Excerpt -
—————

And guess what, in this case your boss was right!!! You have a patient in the back of your ambulance that you're transporting. It doesn't matter if you're going to dialysis or the ED. You have a patient, you're not in service at the time. You're committed to your assigned call. You should have gotten chewed for stopping. You also said that another service had been dispatched, was this call in your primary service area? All things to consider. As much as it sucks driving by someone with injuries, you have an obligation to complete the call you're on before getting involved in another one.

even if we got patient in back of ambulance and brought him to the hospital I would have then 2 patients instead of just one and Yes I can handle that but apparently my bosses didn't think it wise to have one tech per 2 patients. aww well they are private company and they can deal with the ramifications.. I'm not losing my cert for their stupidity anytime soon..

—————

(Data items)
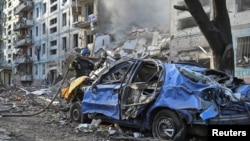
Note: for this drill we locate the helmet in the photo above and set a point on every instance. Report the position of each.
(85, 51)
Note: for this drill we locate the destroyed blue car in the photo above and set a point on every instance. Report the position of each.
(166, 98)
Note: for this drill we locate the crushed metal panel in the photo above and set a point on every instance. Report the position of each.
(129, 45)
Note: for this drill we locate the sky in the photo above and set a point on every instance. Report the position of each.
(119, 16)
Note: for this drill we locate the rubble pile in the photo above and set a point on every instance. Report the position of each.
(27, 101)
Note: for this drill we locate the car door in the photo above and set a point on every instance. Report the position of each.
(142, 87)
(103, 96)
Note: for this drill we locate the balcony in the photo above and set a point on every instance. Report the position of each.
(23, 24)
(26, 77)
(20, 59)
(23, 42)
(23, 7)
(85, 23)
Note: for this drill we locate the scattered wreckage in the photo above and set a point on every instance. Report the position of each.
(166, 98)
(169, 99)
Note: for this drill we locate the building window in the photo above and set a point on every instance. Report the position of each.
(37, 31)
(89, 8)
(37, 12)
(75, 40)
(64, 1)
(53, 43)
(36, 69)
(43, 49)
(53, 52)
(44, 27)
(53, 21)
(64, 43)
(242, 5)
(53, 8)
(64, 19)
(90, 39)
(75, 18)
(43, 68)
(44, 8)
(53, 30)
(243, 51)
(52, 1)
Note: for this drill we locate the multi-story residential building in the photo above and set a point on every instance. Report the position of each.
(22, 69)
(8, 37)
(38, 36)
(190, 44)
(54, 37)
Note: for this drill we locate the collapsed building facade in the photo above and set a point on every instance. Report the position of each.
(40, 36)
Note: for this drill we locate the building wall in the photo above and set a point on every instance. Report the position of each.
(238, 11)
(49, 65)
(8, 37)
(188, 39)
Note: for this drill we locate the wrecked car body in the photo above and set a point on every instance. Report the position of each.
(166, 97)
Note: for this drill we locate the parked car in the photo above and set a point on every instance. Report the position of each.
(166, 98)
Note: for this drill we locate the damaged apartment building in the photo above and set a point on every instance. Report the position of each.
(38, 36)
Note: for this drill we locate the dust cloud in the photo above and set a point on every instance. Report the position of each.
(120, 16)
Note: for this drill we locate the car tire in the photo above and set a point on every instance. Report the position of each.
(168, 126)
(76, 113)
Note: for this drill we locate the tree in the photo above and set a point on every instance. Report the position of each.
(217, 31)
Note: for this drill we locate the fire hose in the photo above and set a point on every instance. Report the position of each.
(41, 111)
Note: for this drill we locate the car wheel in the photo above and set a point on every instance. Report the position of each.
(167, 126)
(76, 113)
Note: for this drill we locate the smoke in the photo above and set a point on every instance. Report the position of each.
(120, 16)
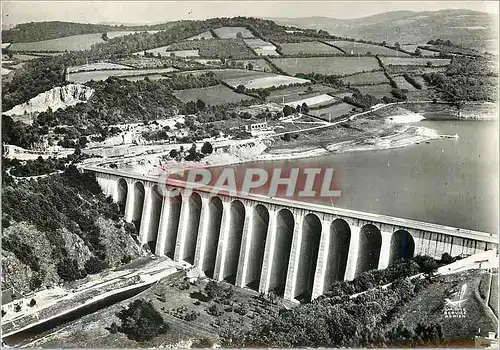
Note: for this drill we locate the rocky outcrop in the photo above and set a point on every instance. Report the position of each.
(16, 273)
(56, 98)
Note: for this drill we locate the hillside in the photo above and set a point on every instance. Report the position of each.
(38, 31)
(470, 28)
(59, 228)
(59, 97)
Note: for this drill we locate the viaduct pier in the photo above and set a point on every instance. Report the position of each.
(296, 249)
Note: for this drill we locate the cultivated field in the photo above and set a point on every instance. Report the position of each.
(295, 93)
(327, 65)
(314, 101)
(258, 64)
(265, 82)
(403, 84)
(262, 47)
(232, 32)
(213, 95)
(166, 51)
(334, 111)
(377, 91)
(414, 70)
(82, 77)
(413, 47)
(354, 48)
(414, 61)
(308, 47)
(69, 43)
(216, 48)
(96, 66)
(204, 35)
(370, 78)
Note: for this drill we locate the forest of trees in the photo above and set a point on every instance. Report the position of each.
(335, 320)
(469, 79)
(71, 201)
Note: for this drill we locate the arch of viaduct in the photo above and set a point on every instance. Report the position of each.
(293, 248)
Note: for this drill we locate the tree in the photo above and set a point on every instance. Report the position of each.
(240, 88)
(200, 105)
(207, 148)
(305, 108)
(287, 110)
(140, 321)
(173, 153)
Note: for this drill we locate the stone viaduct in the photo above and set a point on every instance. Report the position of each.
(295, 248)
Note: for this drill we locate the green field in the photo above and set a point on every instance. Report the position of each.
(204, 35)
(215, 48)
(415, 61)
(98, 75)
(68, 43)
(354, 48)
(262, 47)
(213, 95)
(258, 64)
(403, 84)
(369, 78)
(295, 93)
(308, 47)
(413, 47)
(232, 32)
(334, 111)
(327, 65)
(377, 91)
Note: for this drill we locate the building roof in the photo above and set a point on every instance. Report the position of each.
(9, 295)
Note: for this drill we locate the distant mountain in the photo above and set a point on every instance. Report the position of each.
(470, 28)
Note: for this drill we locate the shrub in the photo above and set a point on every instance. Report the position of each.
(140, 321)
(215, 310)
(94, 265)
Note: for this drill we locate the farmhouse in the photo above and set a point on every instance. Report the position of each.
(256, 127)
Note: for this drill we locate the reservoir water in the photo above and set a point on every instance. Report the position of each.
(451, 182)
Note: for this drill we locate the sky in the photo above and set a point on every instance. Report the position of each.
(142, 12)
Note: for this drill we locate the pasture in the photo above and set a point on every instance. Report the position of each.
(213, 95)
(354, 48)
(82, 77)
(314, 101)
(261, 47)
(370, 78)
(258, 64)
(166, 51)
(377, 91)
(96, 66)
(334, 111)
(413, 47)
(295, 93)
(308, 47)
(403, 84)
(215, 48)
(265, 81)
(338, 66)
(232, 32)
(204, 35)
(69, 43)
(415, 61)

—————

Exercise description -
Reproduce the stretch of the ambulance transport excerpt above from "even if we got" through "stupidity anytime soon..", word for word.

Response to this exercise -
even if we got patient in back of ambulance and brought him to the hospital I would have then 2 patients instead of just one and Yes I can handle that but apparently my bosses didn't think it wise to have one tech per 2 patients. aww well they are private company and they can deal with the ramifications.. I'm not losing my cert for their stupidity anytime soon..